=== EXERCISE TASK 1 ===
Turn everything from the start of the entries down to the line containing "[[77, 68], [60, 66]]" into a numbered list, with blank lines omitted. Leave the pictures out.

=== PAGE TEXT ===
# Three substrate to try.



## plamski (Oct 27, 2009)

Hello. I’ve got tree type of substrate to try in my planted tanks.
Pea Gravel I bought it from Wal-Mart for $2.39 per 14.1L bag
Turface is from our local John Deere landscape dealer with special order which took 2 months to arrive. All sports pro cost $18.73 per 50lb bag,Athletics pro league S11.98 per 50lb bag.
I rinse All sports pro 3-4 times and it become pretty clear
Athletics pro league contain black clay and even after 12-15 rinses is still muddy.
They are in 2 different tanks with RO water .Tomorrow I’ll add Seachem Equilibrium and KH buster to fix the water and will test water.
All comments are welcome.


----------



## xx123j (Mar 10, 2010)

I'm interested in the results. As I can only get All Sport here and wanted Pro League I want to know what if any differences there are.


----------



## plamski (Oct 27, 2009)

I'll plant them friday.Will start ferts dosing and light Saturday.I'll post some result after 1 week.


----------



## Seattle_Aquarist (Mar 7, 2008)

Hi plamski,

Actually it is easier, and the water clears much faster, if you just put the Turface Pro League Grey in the aquarium dry, do your rough grading, and then add the water. It will be a little cloudy but with a 160 GPH filter my 30 gallon cleared in about 8 hours.


----------



## plamski (Oct 27, 2009)

Seattle_Aquarist said:


> Hi plamski,
> 
> Actually it is easier, and the water clears much faster, if you just put the Turface Pro League Grey in the aquarium dry, do your rough grading, and then add the water. It will be a little cloudy but with a 160 GPH filter my 30 gallon cleared in about 8 hours.


You are right the water get clean after 10h even with small filter up to 30gal.I can't use your advice because I pour dry substrate with heavy NPK and micros water in order to make it good for plants roots .Will see how long substrate will hold nutrition.
Only one thought - it is too lightweight very easy for planting but I don't know yet how will hold roots, even low GPH pump will move it around.


----------



## Seattle_Aquarist (Mar 7, 2008)

Hi plamski,

You are right, compared to gravel it is much lighter. I use a 2"+ deep layer and seldom have problems with plants not staying in place. My experience is that once planted the roots of the plants do very well in this substate.

=== DATA SHOWN ===
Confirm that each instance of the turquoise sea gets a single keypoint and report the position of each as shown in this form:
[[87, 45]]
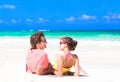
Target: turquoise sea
[[84, 35]]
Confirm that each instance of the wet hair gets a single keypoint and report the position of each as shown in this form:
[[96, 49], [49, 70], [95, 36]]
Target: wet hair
[[36, 38], [70, 42]]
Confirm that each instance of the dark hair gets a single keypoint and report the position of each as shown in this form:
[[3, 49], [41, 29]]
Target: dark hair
[[70, 42], [36, 38]]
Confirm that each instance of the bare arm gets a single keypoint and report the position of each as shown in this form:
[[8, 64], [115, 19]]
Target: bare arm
[[77, 68], [60, 66]]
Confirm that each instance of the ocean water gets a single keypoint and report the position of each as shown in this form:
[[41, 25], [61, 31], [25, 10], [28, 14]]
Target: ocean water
[[113, 35]]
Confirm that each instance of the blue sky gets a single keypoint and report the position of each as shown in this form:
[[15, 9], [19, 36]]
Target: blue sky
[[59, 14]]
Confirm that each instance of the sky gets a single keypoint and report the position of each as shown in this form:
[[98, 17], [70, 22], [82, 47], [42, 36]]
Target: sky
[[59, 15]]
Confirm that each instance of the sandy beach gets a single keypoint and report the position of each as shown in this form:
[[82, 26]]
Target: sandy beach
[[100, 59]]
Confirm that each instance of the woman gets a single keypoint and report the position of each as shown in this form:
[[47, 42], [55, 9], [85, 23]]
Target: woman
[[65, 59], [37, 61]]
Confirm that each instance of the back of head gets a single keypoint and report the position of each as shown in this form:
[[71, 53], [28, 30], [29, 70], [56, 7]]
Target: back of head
[[36, 38], [70, 42]]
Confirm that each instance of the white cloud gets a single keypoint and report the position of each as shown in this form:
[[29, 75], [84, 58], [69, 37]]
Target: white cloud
[[87, 17], [7, 6], [71, 19], [40, 19]]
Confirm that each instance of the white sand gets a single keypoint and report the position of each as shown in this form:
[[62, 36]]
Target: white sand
[[100, 59]]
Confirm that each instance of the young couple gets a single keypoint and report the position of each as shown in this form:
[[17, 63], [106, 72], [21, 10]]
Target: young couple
[[37, 61]]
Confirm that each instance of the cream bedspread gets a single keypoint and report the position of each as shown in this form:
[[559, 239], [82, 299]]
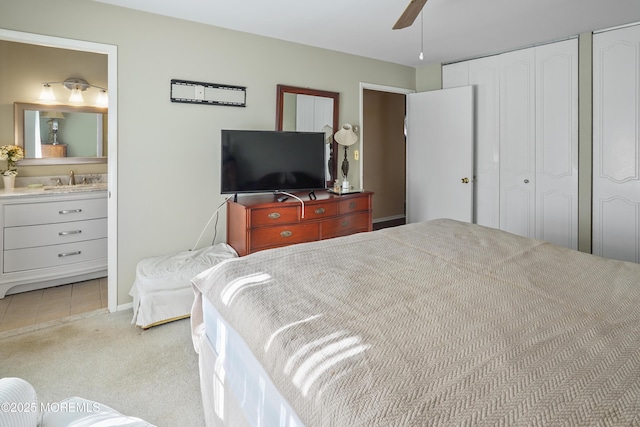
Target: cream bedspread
[[438, 323]]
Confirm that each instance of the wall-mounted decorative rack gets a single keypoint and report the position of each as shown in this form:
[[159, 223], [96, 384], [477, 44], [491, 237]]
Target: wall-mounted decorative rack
[[191, 92]]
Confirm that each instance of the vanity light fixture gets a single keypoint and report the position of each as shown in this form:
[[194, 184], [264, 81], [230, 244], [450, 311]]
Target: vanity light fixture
[[76, 86]]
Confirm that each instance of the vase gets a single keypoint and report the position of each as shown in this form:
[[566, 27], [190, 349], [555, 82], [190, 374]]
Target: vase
[[9, 181]]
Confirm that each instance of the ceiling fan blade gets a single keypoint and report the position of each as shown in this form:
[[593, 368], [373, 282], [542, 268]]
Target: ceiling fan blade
[[410, 14]]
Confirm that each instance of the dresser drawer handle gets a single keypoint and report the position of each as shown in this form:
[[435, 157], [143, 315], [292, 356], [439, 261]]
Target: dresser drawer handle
[[66, 233], [69, 254]]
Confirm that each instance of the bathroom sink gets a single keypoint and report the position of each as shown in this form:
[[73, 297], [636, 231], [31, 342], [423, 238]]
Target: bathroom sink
[[75, 188]]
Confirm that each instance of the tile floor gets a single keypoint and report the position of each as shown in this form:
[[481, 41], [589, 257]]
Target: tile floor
[[29, 308]]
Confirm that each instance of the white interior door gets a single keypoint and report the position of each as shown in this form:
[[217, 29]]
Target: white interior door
[[440, 155]]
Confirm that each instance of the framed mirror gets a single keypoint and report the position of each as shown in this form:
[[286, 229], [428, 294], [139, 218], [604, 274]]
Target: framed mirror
[[60, 134], [310, 110]]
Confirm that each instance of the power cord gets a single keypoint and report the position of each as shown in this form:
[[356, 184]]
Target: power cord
[[215, 214], [294, 196]]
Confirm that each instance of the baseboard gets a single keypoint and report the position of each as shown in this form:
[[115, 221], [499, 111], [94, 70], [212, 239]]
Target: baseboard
[[123, 307]]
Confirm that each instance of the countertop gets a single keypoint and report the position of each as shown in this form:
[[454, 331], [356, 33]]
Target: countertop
[[51, 190]]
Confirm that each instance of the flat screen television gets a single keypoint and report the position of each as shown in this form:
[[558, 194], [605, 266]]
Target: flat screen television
[[255, 161]]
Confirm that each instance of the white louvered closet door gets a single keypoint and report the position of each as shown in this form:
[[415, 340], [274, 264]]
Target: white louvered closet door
[[526, 139], [484, 75], [557, 143], [616, 144], [517, 142]]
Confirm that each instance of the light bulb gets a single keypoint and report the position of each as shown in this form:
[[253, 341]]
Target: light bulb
[[47, 93], [103, 99], [76, 95]]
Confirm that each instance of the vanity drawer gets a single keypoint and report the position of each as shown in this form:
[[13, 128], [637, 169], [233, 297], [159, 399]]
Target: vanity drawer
[[55, 256], [345, 225], [269, 237], [54, 234], [271, 216], [54, 212]]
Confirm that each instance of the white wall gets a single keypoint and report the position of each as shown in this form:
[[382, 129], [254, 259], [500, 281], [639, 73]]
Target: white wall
[[168, 153]]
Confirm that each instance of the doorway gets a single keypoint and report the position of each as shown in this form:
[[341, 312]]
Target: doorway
[[111, 52], [383, 150]]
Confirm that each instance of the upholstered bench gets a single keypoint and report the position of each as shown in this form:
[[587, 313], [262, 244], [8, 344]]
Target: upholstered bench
[[22, 409], [162, 288]]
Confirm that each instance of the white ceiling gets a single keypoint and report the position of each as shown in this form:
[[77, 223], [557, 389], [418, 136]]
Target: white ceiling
[[453, 29]]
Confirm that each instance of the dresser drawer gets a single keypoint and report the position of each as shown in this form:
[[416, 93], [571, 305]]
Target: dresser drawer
[[52, 212], [52, 234], [269, 237], [353, 205], [272, 216], [324, 210], [345, 225], [54, 256]]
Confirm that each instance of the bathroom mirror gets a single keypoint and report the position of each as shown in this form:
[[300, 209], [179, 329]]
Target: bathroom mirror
[[60, 134], [310, 110]]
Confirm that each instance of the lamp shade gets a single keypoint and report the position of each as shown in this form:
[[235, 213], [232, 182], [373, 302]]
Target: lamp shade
[[346, 136], [328, 133]]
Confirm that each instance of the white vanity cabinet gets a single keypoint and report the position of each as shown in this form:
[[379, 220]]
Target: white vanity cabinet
[[52, 239]]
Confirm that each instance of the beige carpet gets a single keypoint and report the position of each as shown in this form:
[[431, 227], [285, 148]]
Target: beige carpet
[[149, 374]]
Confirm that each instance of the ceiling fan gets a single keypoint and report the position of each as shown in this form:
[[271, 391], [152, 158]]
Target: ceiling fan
[[410, 14]]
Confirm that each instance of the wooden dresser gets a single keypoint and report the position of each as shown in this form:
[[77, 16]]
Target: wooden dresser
[[257, 222]]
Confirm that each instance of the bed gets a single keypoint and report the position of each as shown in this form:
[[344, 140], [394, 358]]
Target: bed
[[435, 323]]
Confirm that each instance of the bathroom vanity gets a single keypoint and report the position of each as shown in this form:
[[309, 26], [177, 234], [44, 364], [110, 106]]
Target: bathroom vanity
[[52, 237]]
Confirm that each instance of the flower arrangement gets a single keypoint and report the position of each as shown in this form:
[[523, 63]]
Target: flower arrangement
[[11, 153]]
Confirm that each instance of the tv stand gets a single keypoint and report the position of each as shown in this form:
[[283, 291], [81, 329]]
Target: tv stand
[[259, 222]]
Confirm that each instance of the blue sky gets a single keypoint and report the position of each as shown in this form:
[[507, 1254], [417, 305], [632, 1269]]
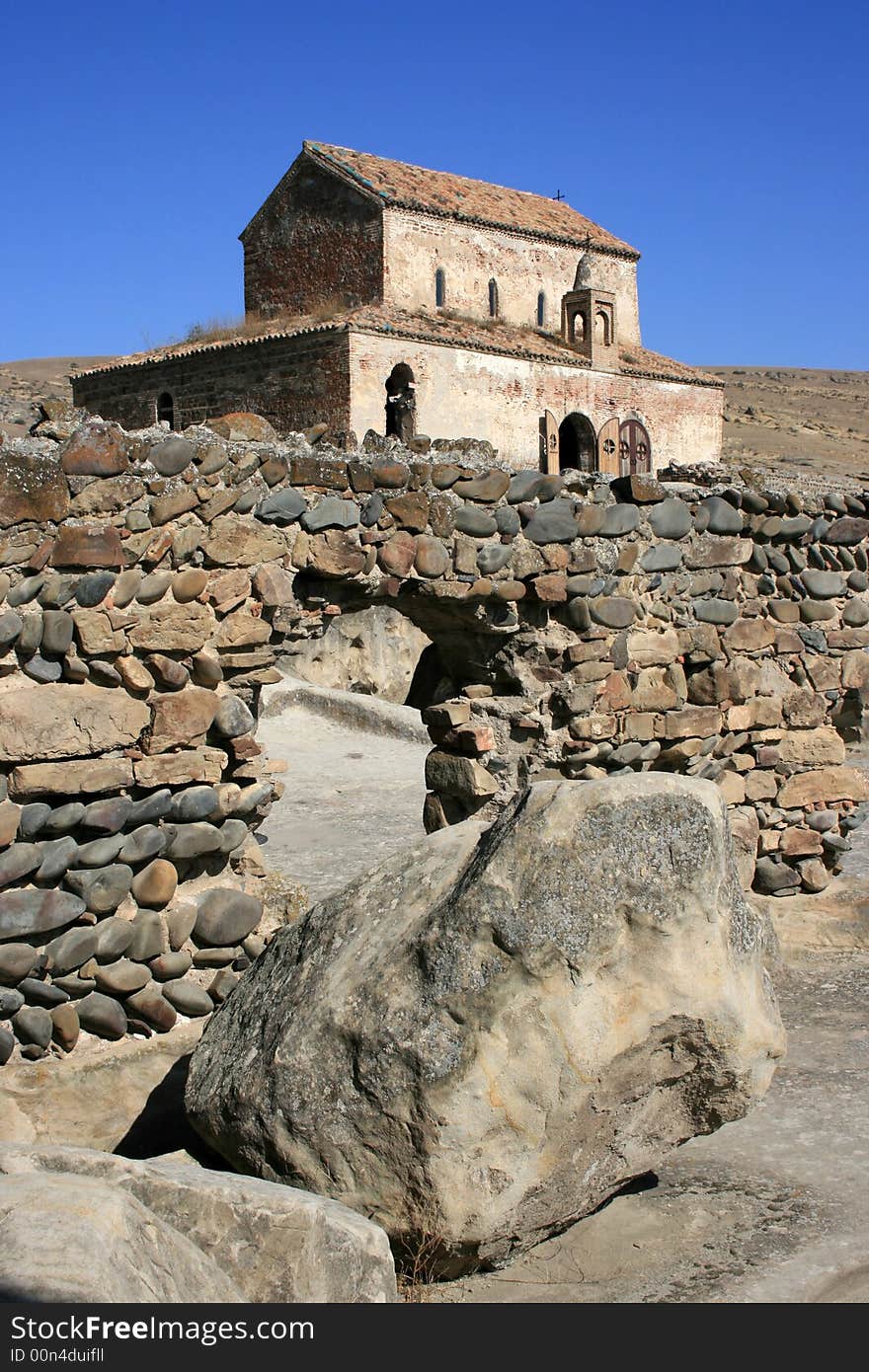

=== EXERCISE TASK 2 ===
In the substrate forum thread, how long did the special order of Turface from the local John Deere landscape dealer take to arrive?

=== RESULT 1 ===
1. Confirm that each instance of the turquoise sea gets a single keypoint and report the position of each as shown in this form:
2. [[87, 45]]
3. Target: turquoise sea
4. [[84, 35]]
5. Confirm that each instance of the wet hair gets a single keypoint and report the position of each as shown in this form:
6. [[96, 49], [49, 70], [95, 36]]
7. Target: wet hair
8. [[36, 38], [70, 42]]
9. Confirm that each instance of the dark hair gets a single keypoint and report the position of each as shown in this form:
10. [[3, 49], [41, 29]]
11. Target: dark hair
12. [[70, 42], [36, 38]]
13. Confirm that each instance of the bare arm gets a single keypoint and report the position of each as shown in this form:
14. [[8, 64], [115, 19]]
15. Target: bare arm
16. [[77, 68], [60, 66]]

=== RESULT 2 ===
Two months.